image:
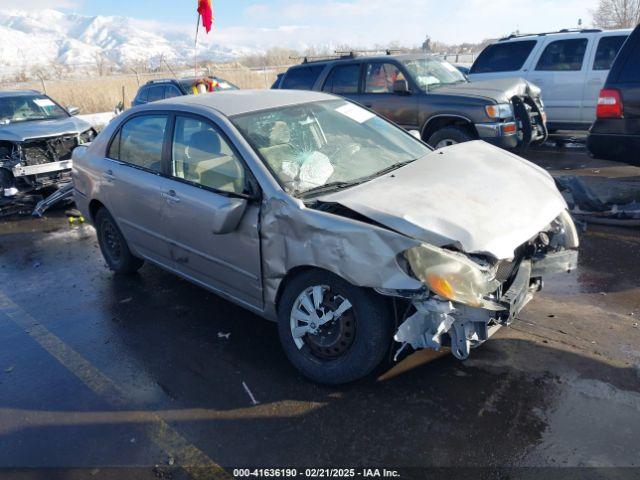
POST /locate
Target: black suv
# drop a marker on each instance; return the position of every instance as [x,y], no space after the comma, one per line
[155,90]
[428,94]
[615,134]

# [WRITTEN INSTRUCTION]
Rewrite all the records above, replacing "marker" with "pin" and leaving everything else unchanged. Leave out the pictures.

# [RESULT OF THIS TASK]
image:
POST /locate
Target: black suv
# drop a pin on each instance; return the position of every instance as [x,y], no space after the comma, one per line
[155,90]
[428,94]
[615,134]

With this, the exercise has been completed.